Rewrite the listing below with every "Segment" changed to "Outline" and nothing else altered.
==== Records for the task ====
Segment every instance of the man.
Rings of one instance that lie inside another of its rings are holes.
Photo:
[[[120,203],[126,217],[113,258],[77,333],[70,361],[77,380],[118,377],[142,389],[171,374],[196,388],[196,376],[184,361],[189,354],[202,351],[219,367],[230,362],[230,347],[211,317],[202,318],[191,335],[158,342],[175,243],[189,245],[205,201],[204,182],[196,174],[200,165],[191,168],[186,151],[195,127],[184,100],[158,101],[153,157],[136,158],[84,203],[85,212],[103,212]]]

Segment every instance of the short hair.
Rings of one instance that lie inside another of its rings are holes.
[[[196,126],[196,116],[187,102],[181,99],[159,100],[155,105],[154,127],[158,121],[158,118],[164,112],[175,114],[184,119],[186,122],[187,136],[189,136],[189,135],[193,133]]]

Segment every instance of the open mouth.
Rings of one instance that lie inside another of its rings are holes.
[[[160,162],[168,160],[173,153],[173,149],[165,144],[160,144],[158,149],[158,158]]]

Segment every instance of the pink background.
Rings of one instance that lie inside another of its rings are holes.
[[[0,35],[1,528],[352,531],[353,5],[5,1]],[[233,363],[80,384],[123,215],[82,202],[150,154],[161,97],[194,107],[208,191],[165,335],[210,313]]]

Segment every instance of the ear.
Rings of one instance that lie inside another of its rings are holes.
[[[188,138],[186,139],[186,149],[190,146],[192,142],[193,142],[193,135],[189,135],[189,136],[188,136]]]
====
• **Expected output**
Outline every instance of the man.
Rings of one instance that lie inside another of its rings are holes.
Photo:
[[[120,203],[126,217],[113,258],[77,333],[70,361],[77,380],[118,377],[142,389],[171,374],[196,388],[196,376],[184,361],[189,354],[202,351],[219,367],[230,362],[230,347],[211,317],[202,318],[191,335],[158,342],[175,243],[189,245],[205,201],[204,182],[196,174],[200,165],[191,168],[186,151],[195,127],[184,100],[158,101],[153,157],[136,158],[84,203],[85,212],[103,212]]]

Outline every instance of the short hair.
Rings of one instance that lie inside another of its rings are holes.
[[[196,126],[196,116],[187,102],[181,99],[159,100],[155,105],[154,127],[158,121],[158,118],[164,112],[175,114],[184,119],[186,122],[187,136],[189,136],[189,135],[193,133]]]

Outline every instance of the open mouth.
Rings of one instance that lie inside another of its rings are holes.
[[[160,162],[168,160],[173,153],[173,149],[165,144],[160,144],[158,149],[158,158]]]

Outline every instance of the pink background.
Rings of one instance that lie inside another of its rings are holes.
[[[0,35],[1,528],[352,531],[353,5],[5,1]],[[233,363],[80,384],[123,215],[82,202],[150,154],[161,97],[194,107],[208,191],[165,335],[210,313]]]

Outline every instance of the ear.
Rings of one instance that lie inside another of its rings are holes.
[[[188,138],[186,139],[186,149],[190,146],[192,142],[193,142],[193,135],[189,135],[189,136],[188,136]]]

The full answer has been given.